• [READING PASSAGE]
** Begin **

Standard engineering is the mechanism by which technologies come into being and evolve.
The principles above allow technology not to be viewed from the outside as stand-alone objects but rather from the inside:
…when we look from the inside, we see that a technology’s interior components are changing all the time, as better parts are substituted, materials improve, methods for construction change, the phenomena the technology is based on are better understood, and new elements become available as its parent domain develops. So a technology is not a fixed thing that produces a few variations or updates from time to time. It is a fluid thing, dynamic, alive, highly configurable, and highly changeable over time.
It’s here that he offers the main theme of the book: “…technology evolves by combining existing technologies to yield further technologies and by using existing technologies to harness effects that become technologies.”
W. Brian Arthur goes on to argue that a key method by which this happens is standard engineering. Standard engineering is problem-solving, and problem-solving is about combining technologies.
There’s a beautiful passage about engineering and creativity:
[Engineering] is a form of composition, of expression, and as such it is open to all the creativity we associate with [architecture, fashion, or music]” … [But] the reason engineering is held in less esteem than other creative fields is that unlike music or architecture, the public has not been trained to appreciate a particularly well-executed piece of technology. The computer scientist C. A. R. (Tony) Hoare created the Quicksort algorithm in 1960, a creation of real beauty, but there is no Carnegie Hall for the performance of algorithms to applaud his composition.
Creativity is key to inventing new, novel technologies…
Novel technologies are truly new technologies—inventions
He defines a novel technology as: “one that uses a principle new or different to the purpose in hand.”
It’s worth calling out here that this sounds a lot like Clayton Christensen’s definition of a disruptive technology
W. Brian Arthur dives deep into how these new principles are discovered. Ultimately, it’s about creativity:
At the creative heart of invention lies appropriation, some sort of mental borrowing that comes in the form of a half-conscious suggestion. …
At [the heart of invention] lies the act of seeing a suitable solution in action—seeing a suitable principle that will do the job, [which] in most cases arrives by conscious deliberation; it arises through a process of association—mental association.
When a novel technology emerges, it is crude. It works, but barely, and then begins to improve, develop.

** End **

• [STATED EXERCISE 1] Extract the part of the technology passage between "W. Brian Arthur goes" and "about combining technologies.", inclusive.
• [STATED EXERCISE 2] According to the technology passage, in what year did Tony Hoare create the Quicksort algorithm?
None of the records are needed here.

• [RECORD SET]
** Begin **

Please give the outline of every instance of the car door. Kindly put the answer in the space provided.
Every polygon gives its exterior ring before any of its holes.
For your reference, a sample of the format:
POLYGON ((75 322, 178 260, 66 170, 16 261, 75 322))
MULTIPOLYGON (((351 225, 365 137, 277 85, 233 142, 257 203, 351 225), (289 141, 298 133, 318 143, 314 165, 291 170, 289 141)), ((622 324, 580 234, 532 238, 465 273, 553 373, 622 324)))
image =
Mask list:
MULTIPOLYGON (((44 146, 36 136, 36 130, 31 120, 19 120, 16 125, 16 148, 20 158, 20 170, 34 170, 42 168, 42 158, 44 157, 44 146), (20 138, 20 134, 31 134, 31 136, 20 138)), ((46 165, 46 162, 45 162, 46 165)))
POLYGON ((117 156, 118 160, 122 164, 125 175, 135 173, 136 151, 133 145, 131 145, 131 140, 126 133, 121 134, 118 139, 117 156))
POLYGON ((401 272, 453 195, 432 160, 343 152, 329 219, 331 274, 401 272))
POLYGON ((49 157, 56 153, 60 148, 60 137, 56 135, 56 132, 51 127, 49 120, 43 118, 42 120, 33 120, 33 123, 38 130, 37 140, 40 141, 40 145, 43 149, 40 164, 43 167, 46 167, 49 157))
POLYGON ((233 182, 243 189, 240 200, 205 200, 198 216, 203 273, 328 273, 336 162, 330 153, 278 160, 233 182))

** End **

• [WRITTEN SOLUTION 1]
W. Brian Arthur goes on to argue that a key method by which this happens is standard engineering. Standard engineering is problem-solving, and problem-solving is about combining technologies.

• [WRITTEN SOLUTION 2] 1960